◆ ABOUT THIS TASK:
Each record should appear again in the response exactly as it does in the original.

◆ DATA SUPPLIED:
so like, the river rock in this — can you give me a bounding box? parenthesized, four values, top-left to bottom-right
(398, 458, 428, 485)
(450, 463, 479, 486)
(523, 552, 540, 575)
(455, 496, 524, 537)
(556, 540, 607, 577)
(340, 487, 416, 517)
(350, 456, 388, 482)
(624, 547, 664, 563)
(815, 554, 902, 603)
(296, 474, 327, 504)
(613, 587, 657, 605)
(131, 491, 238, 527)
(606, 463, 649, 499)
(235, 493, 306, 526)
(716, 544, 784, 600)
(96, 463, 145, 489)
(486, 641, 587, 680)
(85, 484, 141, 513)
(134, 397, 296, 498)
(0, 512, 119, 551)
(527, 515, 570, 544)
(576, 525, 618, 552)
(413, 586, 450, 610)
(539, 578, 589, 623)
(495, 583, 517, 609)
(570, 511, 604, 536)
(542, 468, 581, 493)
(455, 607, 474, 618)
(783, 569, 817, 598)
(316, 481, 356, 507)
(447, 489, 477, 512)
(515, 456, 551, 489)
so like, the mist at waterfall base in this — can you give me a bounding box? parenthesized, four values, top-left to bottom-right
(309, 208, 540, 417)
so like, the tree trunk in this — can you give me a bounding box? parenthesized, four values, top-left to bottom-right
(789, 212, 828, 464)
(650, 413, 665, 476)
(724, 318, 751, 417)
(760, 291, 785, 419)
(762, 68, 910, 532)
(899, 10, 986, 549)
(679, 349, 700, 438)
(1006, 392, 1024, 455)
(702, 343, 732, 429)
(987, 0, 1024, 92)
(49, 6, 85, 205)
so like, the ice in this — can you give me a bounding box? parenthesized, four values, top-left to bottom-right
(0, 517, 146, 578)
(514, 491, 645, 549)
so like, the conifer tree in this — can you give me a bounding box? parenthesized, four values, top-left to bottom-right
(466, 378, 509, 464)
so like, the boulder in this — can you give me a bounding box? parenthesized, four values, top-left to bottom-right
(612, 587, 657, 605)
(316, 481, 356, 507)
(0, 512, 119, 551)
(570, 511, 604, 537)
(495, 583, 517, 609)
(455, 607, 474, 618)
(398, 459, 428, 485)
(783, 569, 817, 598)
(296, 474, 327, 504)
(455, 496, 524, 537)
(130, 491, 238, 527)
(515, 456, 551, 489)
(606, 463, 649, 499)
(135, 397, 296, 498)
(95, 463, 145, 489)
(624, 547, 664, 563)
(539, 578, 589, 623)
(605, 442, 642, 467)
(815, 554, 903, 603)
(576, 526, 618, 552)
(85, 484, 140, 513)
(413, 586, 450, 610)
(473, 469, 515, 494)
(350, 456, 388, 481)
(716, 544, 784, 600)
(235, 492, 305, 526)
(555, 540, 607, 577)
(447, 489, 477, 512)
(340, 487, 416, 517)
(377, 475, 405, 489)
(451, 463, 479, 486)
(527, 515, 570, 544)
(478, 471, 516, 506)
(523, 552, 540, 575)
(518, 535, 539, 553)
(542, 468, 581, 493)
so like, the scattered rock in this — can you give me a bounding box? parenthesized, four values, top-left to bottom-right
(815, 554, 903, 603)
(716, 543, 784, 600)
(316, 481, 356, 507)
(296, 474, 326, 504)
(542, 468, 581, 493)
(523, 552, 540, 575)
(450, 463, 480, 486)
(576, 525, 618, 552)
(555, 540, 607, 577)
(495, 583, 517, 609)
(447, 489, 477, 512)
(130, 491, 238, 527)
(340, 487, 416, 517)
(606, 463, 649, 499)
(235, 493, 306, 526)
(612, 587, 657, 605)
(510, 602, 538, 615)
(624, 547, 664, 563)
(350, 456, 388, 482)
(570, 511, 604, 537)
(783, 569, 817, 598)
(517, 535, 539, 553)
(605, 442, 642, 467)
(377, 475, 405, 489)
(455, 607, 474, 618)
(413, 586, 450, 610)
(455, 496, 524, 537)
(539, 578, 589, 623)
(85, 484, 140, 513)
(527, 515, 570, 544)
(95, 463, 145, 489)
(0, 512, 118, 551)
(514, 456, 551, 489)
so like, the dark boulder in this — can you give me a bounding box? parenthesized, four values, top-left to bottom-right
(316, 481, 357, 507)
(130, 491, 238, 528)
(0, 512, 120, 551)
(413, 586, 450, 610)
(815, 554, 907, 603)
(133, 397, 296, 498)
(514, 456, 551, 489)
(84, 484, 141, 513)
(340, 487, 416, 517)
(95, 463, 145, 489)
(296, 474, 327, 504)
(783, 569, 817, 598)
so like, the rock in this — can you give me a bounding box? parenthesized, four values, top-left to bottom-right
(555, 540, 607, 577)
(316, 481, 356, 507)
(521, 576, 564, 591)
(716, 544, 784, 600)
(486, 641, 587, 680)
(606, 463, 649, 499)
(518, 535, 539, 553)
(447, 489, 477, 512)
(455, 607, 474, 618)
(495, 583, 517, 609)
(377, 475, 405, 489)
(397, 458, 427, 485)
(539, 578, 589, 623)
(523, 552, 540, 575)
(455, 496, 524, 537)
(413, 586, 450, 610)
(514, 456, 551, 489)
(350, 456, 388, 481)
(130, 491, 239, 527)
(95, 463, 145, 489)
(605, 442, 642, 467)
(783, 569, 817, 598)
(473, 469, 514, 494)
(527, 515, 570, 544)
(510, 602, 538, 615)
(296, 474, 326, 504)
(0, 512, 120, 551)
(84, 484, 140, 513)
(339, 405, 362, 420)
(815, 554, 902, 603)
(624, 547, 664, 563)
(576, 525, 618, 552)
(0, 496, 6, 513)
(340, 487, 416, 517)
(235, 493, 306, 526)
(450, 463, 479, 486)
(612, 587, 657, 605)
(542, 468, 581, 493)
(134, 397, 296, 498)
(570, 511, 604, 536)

◆ ANSWER BOX:
so like, the river rock in this — can you give me a bounding box? parenthesized, four values, top-left to bottom-right
(398, 458, 428, 485)
(450, 463, 479, 486)
(523, 552, 540, 575)
(455, 496, 524, 537)
(556, 540, 607, 577)
(340, 487, 416, 517)
(350, 456, 388, 482)
(624, 547, 664, 563)
(815, 554, 902, 603)
(296, 474, 327, 504)
(613, 587, 657, 605)
(131, 491, 238, 527)
(606, 463, 649, 499)
(235, 493, 306, 526)
(716, 544, 784, 600)
(96, 463, 145, 489)
(486, 641, 587, 680)
(85, 484, 141, 513)
(134, 397, 296, 498)
(0, 512, 119, 551)
(527, 515, 570, 544)
(576, 525, 618, 552)
(413, 586, 450, 610)
(539, 578, 589, 623)
(495, 583, 517, 609)
(570, 511, 604, 536)
(542, 468, 581, 493)
(455, 607, 474, 618)
(783, 569, 817, 598)
(316, 481, 356, 507)
(447, 489, 477, 512)
(515, 456, 551, 489)
so like, the mist at waterfall base in this — can you give me a bounding box? parenthesized, four values, top-left to bottom-right
(309, 208, 540, 417)
so like, the tree trunk in this — can you give me a bounding box? parenthesized, four values, top-left to bottom-right
(789, 212, 828, 464)
(650, 413, 665, 476)
(724, 318, 751, 417)
(760, 291, 785, 419)
(762, 68, 910, 532)
(899, 10, 986, 549)
(679, 349, 700, 438)
(1006, 392, 1024, 455)
(702, 343, 732, 429)
(987, 0, 1024, 92)
(49, 6, 85, 205)
so like, the ice in this — can you give me a bounding box? parenthesized, four values, top-left to bottom-right
(0, 517, 146, 578)
(514, 491, 645, 549)
so like, the conifer tree in this — can you give me a bounding box? parenthesized, four values, top-left to bottom-right
(466, 378, 509, 464)
so like, the boulder in this — can you give me a bounding box? parenthesized, four values, top-left to bottom-right
(612, 587, 657, 605)
(316, 481, 356, 507)
(0, 512, 119, 551)
(570, 511, 604, 537)
(495, 583, 517, 609)
(455, 607, 474, 618)
(398, 459, 428, 485)
(783, 569, 817, 598)
(296, 474, 327, 504)
(455, 496, 524, 537)
(130, 491, 238, 527)
(515, 456, 551, 489)
(606, 463, 649, 499)
(135, 397, 296, 498)
(95, 463, 145, 489)
(624, 547, 664, 563)
(539, 578, 589, 623)
(605, 442, 642, 467)
(815, 554, 903, 603)
(576, 526, 618, 552)
(85, 484, 140, 513)
(413, 586, 450, 610)
(473, 469, 515, 494)
(350, 456, 388, 481)
(716, 544, 784, 600)
(235, 492, 305, 526)
(555, 540, 607, 577)
(447, 489, 477, 512)
(340, 487, 416, 517)
(377, 475, 405, 489)
(451, 463, 479, 486)
(527, 515, 570, 544)
(478, 471, 516, 506)
(523, 552, 540, 575)
(518, 535, 539, 553)
(542, 468, 581, 493)
so like, the scattered rock in this — can you give me a bounding box? parenthesized, four values, top-left to bottom-right
(815, 554, 903, 603)
(716, 543, 784, 600)
(316, 481, 356, 507)
(296, 474, 326, 504)
(542, 468, 581, 493)
(523, 552, 540, 575)
(450, 463, 480, 486)
(576, 525, 618, 552)
(555, 540, 607, 577)
(495, 583, 517, 609)
(447, 489, 477, 512)
(130, 491, 238, 527)
(340, 487, 416, 517)
(606, 463, 649, 499)
(235, 493, 306, 526)
(612, 587, 657, 605)
(510, 602, 538, 615)
(624, 547, 664, 563)
(350, 456, 388, 482)
(570, 511, 604, 537)
(783, 569, 817, 598)
(517, 535, 539, 553)
(605, 442, 642, 467)
(377, 475, 405, 489)
(455, 607, 474, 618)
(413, 586, 450, 610)
(455, 496, 524, 537)
(539, 578, 589, 623)
(85, 484, 140, 513)
(527, 515, 570, 544)
(95, 463, 145, 489)
(0, 512, 118, 551)
(514, 456, 551, 489)
so like, the dark boulder in this — can you give me a bounding box? parenthesized, four values, top-left to bottom-right
(316, 481, 357, 507)
(130, 491, 238, 528)
(0, 512, 120, 551)
(413, 586, 450, 610)
(815, 554, 907, 603)
(133, 397, 296, 498)
(514, 456, 551, 489)
(84, 484, 141, 513)
(340, 487, 416, 517)
(95, 463, 145, 489)
(296, 474, 327, 504)
(783, 569, 817, 598)
so like, the rock in this — can you give me a bounding box? parenthesized, four values, top-left to bottom-right
(555, 540, 607, 577)
(316, 481, 356, 507)
(521, 576, 564, 591)
(716, 544, 784, 600)
(486, 641, 587, 680)
(606, 463, 649, 499)
(518, 535, 539, 553)
(447, 489, 477, 512)
(455, 607, 474, 618)
(495, 583, 517, 609)
(377, 475, 405, 489)
(397, 458, 427, 485)
(539, 578, 589, 623)
(523, 552, 540, 575)
(455, 496, 524, 537)
(413, 586, 450, 610)
(514, 456, 551, 489)
(350, 456, 388, 481)
(130, 491, 239, 527)
(95, 463, 145, 489)
(605, 442, 642, 467)
(783, 569, 817, 598)
(473, 469, 514, 494)
(527, 515, 570, 544)
(510, 602, 538, 615)
(296, 474, 326, 504)
(0, 512, 120, 551)
(84, 484, 140, 513)
(339, 405, 362, 420)
(815, 554, 902, 603)
(624, 547, 664, 563)
(576, 525, 618, 552)
(0, 496, 6, 513)
(340, 487, 416, 517)
(235, 493, 306, 526)
(450, 463, 479, 486)
(612, 587, 657, 605)
(542, 468, 581, 493)
(134, 397, 296, 498)
(570, 511, 604, 536)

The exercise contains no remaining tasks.